# [Quoted passage]
Friday, October 18, 2013

Artist Statement



I had to prepare an Artist's Statement for a show I'll be doing in December. This is the first time I've had to do something like this. As someone who is self-taught and came to art relatively late in life, I haven't had the experience of reflecting for years on what I create and why. This is what I came up with:


I paint and draw to understand myself. It’s no surprise that art journals are my primary mode of working. While my written journals help me explore and document my experiences in words, my visual journals take me to different realms within myself that I can’t access or express with language.

It’s also no surprise that most of what I create are women’s faces. I’ve come to realize that these are ways that I’m exploring different aspects of myself and lately I’ve become more intentional in teasing out what I’m trying to learn about my hidden moods and feelings, especially those things in myself that I reject and keep in shadow.

Stored data entries

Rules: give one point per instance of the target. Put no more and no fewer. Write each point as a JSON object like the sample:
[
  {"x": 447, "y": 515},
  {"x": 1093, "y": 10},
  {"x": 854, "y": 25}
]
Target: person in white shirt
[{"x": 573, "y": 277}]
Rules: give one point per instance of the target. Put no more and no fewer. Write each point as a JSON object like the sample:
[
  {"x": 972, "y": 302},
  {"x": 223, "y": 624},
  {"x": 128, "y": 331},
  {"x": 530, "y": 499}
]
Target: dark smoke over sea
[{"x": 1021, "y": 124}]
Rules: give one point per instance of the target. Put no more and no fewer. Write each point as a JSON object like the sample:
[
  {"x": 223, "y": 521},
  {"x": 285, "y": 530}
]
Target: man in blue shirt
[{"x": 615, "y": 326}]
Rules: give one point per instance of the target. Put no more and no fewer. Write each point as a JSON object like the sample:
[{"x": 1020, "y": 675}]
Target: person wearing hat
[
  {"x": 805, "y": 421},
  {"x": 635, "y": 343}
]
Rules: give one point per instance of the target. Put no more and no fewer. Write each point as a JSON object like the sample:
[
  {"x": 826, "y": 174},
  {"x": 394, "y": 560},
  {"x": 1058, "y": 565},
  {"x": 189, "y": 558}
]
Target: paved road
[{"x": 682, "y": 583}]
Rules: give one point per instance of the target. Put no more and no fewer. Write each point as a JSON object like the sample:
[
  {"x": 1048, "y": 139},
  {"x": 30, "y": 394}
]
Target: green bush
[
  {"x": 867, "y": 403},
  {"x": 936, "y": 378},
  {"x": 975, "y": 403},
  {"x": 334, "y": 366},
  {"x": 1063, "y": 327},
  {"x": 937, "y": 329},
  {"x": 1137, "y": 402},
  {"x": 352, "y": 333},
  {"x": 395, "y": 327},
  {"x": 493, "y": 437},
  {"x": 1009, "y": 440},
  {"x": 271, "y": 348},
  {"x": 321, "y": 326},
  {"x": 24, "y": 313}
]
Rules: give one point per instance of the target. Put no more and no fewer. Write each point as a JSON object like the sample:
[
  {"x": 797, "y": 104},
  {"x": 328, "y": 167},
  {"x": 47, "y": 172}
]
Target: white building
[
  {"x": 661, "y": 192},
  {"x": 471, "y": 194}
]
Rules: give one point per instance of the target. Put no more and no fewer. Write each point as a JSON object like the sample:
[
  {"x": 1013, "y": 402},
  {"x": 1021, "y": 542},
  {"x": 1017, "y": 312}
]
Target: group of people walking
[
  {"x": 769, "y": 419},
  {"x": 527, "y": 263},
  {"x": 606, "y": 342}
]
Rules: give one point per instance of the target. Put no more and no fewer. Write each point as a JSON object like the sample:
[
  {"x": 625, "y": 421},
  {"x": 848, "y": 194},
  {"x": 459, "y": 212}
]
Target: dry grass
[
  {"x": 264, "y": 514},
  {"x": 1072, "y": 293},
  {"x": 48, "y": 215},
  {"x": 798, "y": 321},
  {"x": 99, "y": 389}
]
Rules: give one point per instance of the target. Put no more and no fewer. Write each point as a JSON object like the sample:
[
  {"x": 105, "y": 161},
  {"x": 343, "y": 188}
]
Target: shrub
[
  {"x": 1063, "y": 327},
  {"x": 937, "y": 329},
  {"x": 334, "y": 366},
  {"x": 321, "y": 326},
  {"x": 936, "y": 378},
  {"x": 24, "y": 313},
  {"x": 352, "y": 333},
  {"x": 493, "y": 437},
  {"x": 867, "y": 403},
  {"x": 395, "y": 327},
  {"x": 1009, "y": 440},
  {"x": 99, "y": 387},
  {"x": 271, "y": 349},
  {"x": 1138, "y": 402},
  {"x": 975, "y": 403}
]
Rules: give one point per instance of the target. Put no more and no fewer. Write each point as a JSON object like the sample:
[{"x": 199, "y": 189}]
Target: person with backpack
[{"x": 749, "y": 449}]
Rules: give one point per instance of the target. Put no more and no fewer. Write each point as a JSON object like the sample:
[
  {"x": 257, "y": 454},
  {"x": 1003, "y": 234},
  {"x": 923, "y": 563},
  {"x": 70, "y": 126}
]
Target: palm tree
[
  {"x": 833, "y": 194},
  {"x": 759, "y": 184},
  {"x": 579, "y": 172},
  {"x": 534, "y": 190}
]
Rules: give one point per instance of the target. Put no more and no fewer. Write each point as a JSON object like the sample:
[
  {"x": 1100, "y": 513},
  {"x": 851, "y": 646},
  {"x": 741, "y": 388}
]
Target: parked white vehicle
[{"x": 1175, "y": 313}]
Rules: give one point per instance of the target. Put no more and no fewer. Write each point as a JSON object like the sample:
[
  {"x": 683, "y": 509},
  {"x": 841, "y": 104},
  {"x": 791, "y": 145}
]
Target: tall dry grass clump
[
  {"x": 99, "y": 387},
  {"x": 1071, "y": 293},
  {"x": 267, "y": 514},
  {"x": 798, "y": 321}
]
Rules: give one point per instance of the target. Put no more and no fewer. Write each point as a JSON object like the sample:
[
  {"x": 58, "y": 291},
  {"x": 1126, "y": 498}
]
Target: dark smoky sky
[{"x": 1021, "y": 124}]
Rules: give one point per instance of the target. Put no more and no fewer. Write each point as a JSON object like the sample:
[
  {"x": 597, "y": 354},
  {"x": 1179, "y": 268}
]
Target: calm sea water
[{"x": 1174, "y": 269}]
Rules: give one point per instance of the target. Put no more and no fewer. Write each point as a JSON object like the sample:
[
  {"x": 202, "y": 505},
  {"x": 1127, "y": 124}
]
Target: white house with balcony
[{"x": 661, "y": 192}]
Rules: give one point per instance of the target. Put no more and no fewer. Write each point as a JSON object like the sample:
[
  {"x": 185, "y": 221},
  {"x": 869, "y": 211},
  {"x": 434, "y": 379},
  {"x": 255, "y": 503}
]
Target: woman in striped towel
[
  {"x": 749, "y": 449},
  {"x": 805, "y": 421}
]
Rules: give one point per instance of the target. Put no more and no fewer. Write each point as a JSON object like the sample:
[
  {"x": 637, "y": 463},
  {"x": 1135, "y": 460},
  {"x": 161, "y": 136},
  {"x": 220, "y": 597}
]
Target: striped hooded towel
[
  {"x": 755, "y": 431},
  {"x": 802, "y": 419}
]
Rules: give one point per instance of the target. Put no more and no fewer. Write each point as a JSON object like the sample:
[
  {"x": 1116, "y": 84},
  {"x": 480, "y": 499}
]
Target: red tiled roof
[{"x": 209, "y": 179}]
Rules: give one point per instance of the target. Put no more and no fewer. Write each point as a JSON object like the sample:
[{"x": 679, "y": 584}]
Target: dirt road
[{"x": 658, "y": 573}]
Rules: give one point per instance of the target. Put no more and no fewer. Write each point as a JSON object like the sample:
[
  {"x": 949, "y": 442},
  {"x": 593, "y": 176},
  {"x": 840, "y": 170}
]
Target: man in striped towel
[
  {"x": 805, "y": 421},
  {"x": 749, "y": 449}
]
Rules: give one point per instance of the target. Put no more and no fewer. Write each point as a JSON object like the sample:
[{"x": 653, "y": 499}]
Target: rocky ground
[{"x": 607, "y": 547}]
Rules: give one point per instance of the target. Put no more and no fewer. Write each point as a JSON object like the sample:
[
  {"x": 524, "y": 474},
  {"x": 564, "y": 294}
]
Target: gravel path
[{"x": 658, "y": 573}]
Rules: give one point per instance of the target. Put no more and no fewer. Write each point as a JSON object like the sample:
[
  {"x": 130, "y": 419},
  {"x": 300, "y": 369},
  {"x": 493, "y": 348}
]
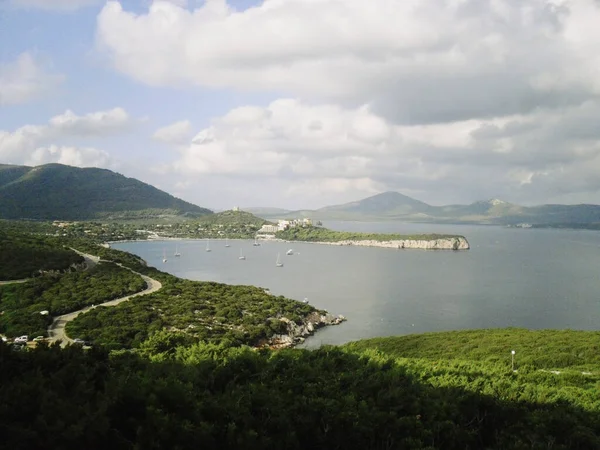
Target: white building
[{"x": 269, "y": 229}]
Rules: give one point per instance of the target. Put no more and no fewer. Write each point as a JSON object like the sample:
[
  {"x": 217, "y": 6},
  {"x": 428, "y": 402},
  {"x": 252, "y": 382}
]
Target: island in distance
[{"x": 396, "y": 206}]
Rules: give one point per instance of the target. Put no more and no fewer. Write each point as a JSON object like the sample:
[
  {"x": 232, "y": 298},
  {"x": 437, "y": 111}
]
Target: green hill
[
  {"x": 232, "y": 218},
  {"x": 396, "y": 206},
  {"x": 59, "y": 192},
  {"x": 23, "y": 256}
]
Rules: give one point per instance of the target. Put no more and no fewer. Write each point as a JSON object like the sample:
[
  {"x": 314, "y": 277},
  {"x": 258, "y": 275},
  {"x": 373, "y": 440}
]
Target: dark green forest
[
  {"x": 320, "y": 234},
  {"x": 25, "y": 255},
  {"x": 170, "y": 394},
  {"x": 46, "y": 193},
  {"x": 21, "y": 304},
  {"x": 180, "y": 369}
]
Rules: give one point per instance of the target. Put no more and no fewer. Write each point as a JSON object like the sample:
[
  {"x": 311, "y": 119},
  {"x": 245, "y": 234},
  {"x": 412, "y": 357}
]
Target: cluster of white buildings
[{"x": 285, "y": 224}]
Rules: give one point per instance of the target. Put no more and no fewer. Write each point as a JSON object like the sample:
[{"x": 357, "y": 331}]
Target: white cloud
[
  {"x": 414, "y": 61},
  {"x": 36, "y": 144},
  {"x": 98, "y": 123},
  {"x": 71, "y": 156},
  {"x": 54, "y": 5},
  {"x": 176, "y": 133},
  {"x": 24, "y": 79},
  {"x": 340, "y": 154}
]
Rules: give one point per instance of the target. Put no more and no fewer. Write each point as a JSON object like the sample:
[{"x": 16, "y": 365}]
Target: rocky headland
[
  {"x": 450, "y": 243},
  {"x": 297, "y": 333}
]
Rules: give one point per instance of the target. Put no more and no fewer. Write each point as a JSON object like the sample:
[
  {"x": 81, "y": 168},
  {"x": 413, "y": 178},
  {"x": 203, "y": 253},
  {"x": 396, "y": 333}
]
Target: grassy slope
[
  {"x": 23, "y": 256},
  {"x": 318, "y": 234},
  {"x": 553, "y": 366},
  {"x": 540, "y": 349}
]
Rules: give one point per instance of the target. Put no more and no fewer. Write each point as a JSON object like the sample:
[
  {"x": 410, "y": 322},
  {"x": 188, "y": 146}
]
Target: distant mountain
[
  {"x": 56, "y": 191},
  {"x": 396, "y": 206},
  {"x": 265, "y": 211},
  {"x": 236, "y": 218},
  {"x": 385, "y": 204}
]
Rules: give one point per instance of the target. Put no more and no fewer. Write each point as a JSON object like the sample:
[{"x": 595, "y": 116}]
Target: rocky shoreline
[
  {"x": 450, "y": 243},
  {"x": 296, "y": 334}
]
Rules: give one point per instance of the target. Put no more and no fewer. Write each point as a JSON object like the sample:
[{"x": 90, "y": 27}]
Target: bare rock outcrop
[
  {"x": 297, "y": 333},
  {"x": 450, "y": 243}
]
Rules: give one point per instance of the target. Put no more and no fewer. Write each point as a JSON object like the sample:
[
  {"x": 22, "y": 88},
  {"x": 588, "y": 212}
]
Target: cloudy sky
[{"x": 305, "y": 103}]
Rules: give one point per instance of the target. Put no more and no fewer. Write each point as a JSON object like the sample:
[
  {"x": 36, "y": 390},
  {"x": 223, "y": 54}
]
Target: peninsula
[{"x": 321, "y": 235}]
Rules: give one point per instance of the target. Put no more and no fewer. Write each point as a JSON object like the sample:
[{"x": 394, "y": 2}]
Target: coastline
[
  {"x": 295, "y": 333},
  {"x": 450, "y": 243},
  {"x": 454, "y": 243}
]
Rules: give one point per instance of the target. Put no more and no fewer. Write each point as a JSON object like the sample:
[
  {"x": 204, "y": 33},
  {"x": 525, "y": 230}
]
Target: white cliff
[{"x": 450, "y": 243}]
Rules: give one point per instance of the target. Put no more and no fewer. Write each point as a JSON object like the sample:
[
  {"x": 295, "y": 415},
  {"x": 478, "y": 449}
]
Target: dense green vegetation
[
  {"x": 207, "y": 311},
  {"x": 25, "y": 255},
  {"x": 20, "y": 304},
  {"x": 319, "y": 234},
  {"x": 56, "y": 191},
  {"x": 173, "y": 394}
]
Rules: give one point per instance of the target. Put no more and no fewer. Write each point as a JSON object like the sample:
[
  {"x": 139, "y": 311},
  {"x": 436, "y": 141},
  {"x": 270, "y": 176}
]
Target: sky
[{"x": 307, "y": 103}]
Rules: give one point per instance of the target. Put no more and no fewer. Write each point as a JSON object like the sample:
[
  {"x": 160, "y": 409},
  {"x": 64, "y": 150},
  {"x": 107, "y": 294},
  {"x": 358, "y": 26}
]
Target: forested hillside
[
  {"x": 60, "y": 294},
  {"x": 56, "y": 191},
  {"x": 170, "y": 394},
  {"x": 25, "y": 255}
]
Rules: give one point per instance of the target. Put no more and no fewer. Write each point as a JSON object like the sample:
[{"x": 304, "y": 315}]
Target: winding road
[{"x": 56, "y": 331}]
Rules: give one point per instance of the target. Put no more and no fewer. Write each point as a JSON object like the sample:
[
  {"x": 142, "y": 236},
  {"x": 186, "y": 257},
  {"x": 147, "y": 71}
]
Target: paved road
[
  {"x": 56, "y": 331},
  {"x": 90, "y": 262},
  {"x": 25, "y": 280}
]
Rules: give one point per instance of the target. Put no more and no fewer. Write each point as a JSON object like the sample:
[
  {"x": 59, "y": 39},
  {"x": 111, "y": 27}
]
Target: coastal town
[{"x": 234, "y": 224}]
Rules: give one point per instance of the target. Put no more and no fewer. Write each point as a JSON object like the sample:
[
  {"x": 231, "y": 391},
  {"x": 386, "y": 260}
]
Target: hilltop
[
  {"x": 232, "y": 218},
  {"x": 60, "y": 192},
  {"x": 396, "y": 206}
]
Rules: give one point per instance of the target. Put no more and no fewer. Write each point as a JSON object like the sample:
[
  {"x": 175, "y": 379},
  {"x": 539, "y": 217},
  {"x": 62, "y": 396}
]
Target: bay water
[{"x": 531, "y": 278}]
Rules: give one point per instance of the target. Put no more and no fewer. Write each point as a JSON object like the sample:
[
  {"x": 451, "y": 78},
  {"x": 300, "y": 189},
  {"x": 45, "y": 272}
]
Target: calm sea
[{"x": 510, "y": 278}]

# [Brief]
Carry on writing the artist statement past its final sentence, keeping the same first-person voice. The entries were taken from a different source than the artist statement.

# [Response for this exercise]
My art is made intuitively. Many pieces, especially my paintings, begin with symbols and quotes that I use to charge the piece with a particular quality or energy. And then I begin to paint or draw over those initial marks. I look for happy accidents and hidden opportunities--how can I build on the serendipities that come from painting with no particular end in mind? I love layers and depth, but some of my favorite pieces are those that are the simplest.

Art, for me, is like therapy. It’s a way to go into flow where I’m beyond conscious thought and the demons of my left brain. In my favorite moments of creating, I’m aware of being tapped into something larger than myself, into an energy that is both exciting and calming in equal measure.

It’s not the product that turns me on as much as the process. That feeling of bringing something into the world that expresses some energy, emotion or experience in a way that rings true for me. A piece is complete when I know that it has told me all it can say.